Work to be completed:
Starting at the line with "black glove, one", transcribe each line through the final one, both included, and add nothing.

— START —

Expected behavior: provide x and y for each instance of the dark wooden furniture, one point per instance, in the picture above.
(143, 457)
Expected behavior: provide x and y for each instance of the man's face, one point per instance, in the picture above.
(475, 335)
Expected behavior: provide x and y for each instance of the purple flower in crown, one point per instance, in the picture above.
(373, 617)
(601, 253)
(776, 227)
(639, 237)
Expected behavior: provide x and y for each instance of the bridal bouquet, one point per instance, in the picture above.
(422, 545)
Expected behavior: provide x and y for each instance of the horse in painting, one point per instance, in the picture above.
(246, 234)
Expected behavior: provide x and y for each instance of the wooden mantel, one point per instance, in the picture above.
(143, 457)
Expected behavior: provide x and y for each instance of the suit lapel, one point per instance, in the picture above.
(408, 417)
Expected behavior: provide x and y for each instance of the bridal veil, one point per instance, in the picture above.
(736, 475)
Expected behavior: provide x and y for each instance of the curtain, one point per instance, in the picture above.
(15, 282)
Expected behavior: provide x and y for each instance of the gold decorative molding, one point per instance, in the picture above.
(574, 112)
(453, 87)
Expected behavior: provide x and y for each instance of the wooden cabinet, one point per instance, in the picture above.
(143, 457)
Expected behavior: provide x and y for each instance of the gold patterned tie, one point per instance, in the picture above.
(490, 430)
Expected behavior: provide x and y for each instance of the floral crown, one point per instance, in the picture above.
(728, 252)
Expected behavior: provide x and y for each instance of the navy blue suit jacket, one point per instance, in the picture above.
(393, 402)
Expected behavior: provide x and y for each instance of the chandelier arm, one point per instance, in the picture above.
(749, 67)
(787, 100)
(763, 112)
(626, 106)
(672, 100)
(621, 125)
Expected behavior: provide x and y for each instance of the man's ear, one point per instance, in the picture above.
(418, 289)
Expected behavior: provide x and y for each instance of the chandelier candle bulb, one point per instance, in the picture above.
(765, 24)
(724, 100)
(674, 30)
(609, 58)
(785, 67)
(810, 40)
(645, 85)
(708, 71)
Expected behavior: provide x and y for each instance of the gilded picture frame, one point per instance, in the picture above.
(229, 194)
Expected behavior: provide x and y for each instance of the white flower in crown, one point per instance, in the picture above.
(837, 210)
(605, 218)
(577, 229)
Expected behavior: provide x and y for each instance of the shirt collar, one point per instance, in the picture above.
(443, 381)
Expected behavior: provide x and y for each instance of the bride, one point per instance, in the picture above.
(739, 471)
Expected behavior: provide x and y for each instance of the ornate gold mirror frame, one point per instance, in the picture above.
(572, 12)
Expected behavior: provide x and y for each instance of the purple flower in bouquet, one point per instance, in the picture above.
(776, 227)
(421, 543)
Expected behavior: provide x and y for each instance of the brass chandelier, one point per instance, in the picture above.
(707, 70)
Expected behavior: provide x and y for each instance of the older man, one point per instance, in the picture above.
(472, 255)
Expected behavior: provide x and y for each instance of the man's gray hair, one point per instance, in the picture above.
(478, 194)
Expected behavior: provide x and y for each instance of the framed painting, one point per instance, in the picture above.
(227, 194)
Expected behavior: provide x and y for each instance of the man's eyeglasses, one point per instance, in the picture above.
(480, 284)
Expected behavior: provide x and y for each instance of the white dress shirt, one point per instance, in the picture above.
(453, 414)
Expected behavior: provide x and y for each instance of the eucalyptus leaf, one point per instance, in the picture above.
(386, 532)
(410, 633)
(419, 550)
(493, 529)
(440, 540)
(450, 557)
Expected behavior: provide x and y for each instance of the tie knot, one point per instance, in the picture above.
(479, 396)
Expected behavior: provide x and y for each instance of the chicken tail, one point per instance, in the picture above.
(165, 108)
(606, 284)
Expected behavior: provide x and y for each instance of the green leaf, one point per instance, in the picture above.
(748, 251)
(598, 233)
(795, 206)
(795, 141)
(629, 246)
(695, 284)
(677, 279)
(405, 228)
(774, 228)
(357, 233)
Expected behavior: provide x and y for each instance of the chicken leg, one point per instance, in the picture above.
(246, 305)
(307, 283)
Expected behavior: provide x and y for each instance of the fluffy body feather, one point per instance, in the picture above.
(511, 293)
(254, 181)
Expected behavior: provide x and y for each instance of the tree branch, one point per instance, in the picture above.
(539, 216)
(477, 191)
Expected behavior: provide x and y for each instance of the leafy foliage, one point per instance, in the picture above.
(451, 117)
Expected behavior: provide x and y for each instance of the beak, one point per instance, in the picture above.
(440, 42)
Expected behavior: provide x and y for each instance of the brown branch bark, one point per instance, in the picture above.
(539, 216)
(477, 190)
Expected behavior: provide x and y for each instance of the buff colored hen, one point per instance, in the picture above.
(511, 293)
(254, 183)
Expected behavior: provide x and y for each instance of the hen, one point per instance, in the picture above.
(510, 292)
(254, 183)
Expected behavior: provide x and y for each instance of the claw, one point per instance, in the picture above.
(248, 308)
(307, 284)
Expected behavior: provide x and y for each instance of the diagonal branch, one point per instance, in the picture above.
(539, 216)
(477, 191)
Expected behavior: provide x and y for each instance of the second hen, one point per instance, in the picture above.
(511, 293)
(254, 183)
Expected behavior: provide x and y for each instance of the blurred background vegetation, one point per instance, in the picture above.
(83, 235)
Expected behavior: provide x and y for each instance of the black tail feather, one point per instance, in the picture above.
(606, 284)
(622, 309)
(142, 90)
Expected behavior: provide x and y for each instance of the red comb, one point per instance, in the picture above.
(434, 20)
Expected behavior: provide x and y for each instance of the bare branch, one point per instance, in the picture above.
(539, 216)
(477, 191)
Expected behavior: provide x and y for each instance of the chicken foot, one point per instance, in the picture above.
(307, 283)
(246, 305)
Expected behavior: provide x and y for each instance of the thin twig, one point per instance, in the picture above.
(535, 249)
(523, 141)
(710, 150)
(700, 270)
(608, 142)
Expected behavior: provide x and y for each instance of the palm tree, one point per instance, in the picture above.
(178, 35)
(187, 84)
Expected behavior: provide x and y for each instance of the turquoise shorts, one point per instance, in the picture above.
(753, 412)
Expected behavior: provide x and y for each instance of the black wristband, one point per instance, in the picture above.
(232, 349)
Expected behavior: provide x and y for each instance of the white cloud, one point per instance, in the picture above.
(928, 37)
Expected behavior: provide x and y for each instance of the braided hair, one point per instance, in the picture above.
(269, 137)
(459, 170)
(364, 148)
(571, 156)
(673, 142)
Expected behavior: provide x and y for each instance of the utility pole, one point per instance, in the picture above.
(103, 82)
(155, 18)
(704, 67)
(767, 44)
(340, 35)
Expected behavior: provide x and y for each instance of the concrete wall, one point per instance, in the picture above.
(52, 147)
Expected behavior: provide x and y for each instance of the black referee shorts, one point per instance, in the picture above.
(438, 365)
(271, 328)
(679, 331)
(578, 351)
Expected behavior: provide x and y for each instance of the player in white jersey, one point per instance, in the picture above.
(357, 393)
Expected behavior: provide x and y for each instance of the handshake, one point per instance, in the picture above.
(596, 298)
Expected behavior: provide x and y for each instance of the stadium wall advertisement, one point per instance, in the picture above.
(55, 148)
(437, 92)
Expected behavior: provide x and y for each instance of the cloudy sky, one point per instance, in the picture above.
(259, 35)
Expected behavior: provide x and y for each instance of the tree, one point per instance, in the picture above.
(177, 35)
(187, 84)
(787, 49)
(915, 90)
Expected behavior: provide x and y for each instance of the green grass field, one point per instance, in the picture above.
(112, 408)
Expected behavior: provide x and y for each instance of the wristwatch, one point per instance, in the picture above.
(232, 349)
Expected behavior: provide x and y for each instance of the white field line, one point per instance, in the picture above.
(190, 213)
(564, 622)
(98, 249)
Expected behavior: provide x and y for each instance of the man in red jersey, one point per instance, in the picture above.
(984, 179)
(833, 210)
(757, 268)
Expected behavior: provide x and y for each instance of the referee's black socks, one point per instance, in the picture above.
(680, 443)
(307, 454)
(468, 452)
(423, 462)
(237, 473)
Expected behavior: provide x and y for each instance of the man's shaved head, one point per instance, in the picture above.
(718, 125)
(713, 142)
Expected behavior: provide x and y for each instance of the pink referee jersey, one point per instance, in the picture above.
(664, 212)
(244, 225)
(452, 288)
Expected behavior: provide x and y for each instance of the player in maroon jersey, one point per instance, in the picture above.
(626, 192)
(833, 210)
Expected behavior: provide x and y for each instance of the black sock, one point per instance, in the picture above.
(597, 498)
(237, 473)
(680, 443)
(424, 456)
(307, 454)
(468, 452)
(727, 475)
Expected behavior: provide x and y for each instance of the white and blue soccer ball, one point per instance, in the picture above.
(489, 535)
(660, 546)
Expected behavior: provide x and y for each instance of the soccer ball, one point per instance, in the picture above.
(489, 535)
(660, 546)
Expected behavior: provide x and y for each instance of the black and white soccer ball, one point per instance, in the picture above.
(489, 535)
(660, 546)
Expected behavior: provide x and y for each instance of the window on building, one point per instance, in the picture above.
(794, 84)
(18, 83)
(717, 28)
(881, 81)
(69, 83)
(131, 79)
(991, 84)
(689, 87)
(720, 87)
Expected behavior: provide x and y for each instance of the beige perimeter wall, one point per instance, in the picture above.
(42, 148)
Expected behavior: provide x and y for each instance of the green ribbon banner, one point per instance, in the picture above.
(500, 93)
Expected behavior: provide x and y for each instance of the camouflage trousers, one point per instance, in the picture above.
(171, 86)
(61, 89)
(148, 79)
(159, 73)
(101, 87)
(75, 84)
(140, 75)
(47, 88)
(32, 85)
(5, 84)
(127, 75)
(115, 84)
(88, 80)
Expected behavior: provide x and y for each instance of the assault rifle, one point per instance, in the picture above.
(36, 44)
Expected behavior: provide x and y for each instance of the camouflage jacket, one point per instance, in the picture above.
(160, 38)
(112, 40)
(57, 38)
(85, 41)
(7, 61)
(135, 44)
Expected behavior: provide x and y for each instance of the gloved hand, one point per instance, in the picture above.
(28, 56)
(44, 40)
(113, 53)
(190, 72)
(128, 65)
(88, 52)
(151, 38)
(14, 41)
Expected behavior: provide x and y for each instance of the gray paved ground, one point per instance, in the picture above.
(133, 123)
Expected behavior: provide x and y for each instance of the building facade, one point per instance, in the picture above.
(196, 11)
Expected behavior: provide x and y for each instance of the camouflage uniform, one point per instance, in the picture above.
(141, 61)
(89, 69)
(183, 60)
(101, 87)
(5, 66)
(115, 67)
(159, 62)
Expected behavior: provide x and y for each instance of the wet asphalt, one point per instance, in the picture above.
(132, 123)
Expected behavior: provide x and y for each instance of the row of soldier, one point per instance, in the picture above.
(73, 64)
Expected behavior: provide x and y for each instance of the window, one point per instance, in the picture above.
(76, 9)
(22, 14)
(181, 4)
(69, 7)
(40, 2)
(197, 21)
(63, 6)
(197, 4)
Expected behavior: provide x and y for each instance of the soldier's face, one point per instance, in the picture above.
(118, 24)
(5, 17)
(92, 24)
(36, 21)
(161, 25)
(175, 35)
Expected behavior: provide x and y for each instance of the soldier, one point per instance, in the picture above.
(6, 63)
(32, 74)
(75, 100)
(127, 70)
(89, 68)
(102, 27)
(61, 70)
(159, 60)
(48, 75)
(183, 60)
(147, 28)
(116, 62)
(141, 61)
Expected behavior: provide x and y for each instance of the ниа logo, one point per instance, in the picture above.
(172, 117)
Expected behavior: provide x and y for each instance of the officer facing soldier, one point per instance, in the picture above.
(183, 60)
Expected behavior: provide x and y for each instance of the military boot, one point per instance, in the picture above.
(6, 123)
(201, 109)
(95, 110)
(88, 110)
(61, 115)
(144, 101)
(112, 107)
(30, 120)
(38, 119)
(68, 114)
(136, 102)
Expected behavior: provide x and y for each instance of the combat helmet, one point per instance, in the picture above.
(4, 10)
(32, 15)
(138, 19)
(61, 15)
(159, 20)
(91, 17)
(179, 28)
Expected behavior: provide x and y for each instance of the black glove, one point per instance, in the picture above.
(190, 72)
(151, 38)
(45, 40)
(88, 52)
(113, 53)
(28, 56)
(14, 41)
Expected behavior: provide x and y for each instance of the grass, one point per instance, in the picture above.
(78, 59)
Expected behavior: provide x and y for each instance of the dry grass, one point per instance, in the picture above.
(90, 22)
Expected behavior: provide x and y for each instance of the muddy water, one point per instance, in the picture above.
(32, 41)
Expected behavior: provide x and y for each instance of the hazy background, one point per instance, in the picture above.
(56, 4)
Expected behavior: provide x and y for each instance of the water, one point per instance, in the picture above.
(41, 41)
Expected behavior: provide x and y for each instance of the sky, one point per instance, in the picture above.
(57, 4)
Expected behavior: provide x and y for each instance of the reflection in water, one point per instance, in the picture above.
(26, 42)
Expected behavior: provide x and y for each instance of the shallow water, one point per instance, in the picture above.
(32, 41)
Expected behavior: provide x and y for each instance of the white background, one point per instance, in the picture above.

— END —

Answer below:
Expected behavior: provide x and y for each instance of the black glove, one point per instance, in the picture above.
(190, 72)
(151, 38)
(45, 40)
(88, 52)
(113, 53)
(28, 56)
(14, 41)
Expected behavior: provide x and y for each instance of the grass, one point per instance, in the picture above.
(78, 59)
Expected behavior: provide x and y for each instance of the dry grass, one point per instance, in the picture above.
(90, 22)
Expected behavior: provide x and y for each instance of the muddy water, one point per instance, in the picture above.
(32, 41)
Expected behavior: provide x and y for each instance of the hazy background, one point per instance, in the picture above.
(56, 4)
Expected behavior: provide x and y for each instance of the water, one point per instance, in the picture above.
(41, 41)
Expected behavior: provide x and y for each instance of the sky, one point per instance, in the picture above.
(57, 4)
Expected behavior: provide x and y for each instance of the reflection in water, one point per instance, in the picture above.
(26, 42)
Expected behavior: provide x and y for each instance of the shallow water, one point per instance, in the picture above.
(32, 41)
Expected behavior: provide x and y for each instance of the white background, one point per instance, in the picture above.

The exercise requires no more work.